• **Task description**:
Set out each line of the listing below as a row in a Markdown table with the columns Row and Line, numbering the rows and skipping blank lines. Leave the pictures out.

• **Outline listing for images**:

= = = = =

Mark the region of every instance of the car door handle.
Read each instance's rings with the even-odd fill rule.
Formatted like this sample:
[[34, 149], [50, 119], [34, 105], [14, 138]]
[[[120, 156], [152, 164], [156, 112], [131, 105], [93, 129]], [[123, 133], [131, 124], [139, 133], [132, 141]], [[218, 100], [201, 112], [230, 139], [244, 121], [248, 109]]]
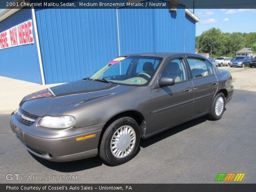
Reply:
[[192, 91], [191, 88], [187, 88], [185, 90], [185, 92], [191, 92]]

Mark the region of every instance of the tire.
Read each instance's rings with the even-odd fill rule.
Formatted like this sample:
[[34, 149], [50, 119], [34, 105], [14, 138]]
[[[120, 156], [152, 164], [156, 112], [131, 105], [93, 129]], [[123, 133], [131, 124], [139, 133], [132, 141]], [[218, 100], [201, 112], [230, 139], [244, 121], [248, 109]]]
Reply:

= = = = =

• **Exercise response**:
| Row | Line |
|---|---|
| 1 | Mark the region of every instance of the car door handle. |
| 2 | Read each instance's rings with the even-odd fill rule. |
| 3 | Formatted like this sample: |
| 4 | [[34, 149], [50, 119], [34, 105], [14, 138]] |
| 5 | [[[120, 156], [152, 164], [156, 112], [131, 105], [93, 129]], [[123, 133], [131, 124], [139, 133], [132, 141]], [[218, 100], [201, 112], [230, 139], [244, 121], [248, 109]]] |
| 6 | Reply: |
| 7 | [[192, 91], [191, 88], [187, 88], [185, 90], [185, 92], [191, 92]] |
| 8 | Mark the region of every instance of the tire. |
| 9 | Read each instance's rings with the even-odd fill rule. |
| 10 | Formatted like this sample: |
| 11 | [[34, 149], [50, 119], [34, 105], [14, 138]] |
| 12 | [[[120, 156], [152, 164], [156, 112], [131, 105], [93, 129]], [[123, 133], [131, 124], [139, 133], [132, 141]], [[218, 100], [201, 112], [230, 139], [244, 121], [248, 109]]] |
| 13 | Reply: |